Turn every row below into a numbered list with one line per item, and leave out any blank lines.
>> begin ROWS
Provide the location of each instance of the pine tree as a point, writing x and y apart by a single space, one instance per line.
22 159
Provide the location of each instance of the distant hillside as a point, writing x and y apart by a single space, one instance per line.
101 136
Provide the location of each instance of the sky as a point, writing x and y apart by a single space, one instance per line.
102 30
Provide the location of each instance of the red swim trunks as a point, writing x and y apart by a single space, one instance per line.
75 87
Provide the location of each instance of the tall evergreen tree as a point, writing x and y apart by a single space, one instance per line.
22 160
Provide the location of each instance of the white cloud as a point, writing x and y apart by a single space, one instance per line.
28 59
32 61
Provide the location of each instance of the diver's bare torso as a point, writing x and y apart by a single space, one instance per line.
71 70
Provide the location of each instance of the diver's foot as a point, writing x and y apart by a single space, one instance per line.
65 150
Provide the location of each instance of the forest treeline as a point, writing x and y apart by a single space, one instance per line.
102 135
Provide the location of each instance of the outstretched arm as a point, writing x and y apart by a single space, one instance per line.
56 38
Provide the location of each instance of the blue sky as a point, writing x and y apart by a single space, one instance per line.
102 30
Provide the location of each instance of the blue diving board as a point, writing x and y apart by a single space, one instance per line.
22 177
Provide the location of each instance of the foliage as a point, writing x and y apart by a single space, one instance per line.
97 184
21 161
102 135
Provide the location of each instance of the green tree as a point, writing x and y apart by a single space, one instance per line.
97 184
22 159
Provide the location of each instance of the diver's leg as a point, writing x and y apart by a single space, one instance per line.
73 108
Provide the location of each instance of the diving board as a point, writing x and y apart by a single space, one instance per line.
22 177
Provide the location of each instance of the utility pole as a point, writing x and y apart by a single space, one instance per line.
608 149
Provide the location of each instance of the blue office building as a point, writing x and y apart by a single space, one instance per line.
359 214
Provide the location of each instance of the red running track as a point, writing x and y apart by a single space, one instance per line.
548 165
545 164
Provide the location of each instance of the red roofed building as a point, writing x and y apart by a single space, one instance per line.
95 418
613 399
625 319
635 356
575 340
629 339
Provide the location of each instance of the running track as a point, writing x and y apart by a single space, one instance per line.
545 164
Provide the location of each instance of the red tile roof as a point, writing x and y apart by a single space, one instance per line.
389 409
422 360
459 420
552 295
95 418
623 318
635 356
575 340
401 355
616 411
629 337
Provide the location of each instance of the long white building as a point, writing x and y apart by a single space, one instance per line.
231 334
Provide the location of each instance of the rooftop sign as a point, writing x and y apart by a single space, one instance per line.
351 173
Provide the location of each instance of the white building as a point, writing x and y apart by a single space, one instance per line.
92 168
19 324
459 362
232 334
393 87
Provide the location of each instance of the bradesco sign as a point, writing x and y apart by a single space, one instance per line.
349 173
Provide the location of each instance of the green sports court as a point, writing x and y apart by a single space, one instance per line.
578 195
>> end ROWS
*RESPONSE TO THE TASK*.
1. Provide the location of each instance of the pine tree as a point, writing x and y apart by a single space, one instance per line.
2. 22 159
3. Provide the location of each instance of the distant hillside as a point, writing x and y apart by a single space, one instance per line.
4. 101 136
5. Provide the location of each instance of the sky as a point, writing x and y apart by a single space, one instance per line.
6. 102 30
7. Provide the location of each instance of the red swim trunks as a point, writing x and y apart by a single space, one instance per line.
8. 75 87
9. Provide the location of each instance of the tall evergreen tree as a point, writing x and y apart by a single space, one instance per line.
10. 22 160
11. Provide the location of each instance of the white cloud as a point, writing x and y apart by a single space, one instance per line.
12. 28 59
13. 32 61
14. Provide the location of each instance of the diver's bare torso as a point, writing x and y apart by a single space, one instance per line.
15. 71 70
16. Provide the location of each instance of the diver's foot as a point, writing x and y apart by a single space, one instance per line.
17. 65 150
18. Provide the location of each instance of the forest treeline as a point, writing x and y apart by a single space, one instance per line.
19. 102 135
20. Provide the location of each instance of the outstretched arm as a point, writing x and y apart by a single space, one instance per line.
21. 56 38
22. Provide the location of each instance of the blue sky as a point, writing x and y apart by a single space, one instance per line.
23. 102 30
24. Provide the location of each instance of the blue diving board as a point, writing x and y apart by a single space, one instance per line.
25. 22 177
26. Provide the location of each instance of the foliage as a point, writing x and y apart by a single space, one instance per line.
27. 97 184
28. 21 161
29. 102 135
30. Provide the location of each instance of the green tree as a point, writing x and y apart by a single space, one instance per line.
31. 97 184
32. 22 159
33. Provide the location of each instance of the diver's leg as a point, writing x and y apart by a single space, one instance per line.
34. 73 108
35. Provide the location of each instance of the diving board as a point, writing x and y apart by a single space, one instance per line.
36. 22 177
37. Provide the location of each instance of the utility pole as a point, writing x and y apart by a single space, one instance per line.
38. 608 149
39. Provide the location of each instance of the blue office building as a point, writing x and y apart by a single space, one instance per line.
40. 359 214
41. Provide the location of each instance of the red running track as a point, writing x and y apart by a single space, one instance per line.
42. 548 165
43. 545 164
44. Provide the location of each instance of the red roofed building as a point, writing x and y apart by a single space, one instance per line.
45. 95 418
46. 613 399
47. 625 319
48. 635 356
49. 575 340
50. 629 339
51. Provide the location of each instance of the running track as a point, writing x and y apart by a single space, one instance per line.
52. 545 164
53. Provide the location of each instance of the red tile roof as a point, writing x and y apart by a single space, one instance per line.
54. 389 409
55. 422 360
56. 459 420
57. 552 295
58. 95 418
59. 623 318
60. 635 356
61. 575 340
62. 401 355
63. 616 411
64. 629 337
65. Provide the location of each instance of the long white building as a point, writing x and y apart by a single space, one instance per line.
66. 231 334
67. Provide the location of each instance of the rooftop sign as a point, writing x and y apart by a single space, one instance per line.
68. 351 173
69. Provide the location of each instance of the white building as a point, writing x and y apart by a single space, one instance per line.
70. 92 168
71. 19 324
72. 459 362
73. 232 334
74. 393 87
75. Provide the location of each instance of the bradesco sign as a point, writing x and y apart by a single space, one instance per line.
76. 349 173
77. Provide the location of each instance of the green sports court as a point, writing x and y apart by a single space, one instance per line.
78. 578 195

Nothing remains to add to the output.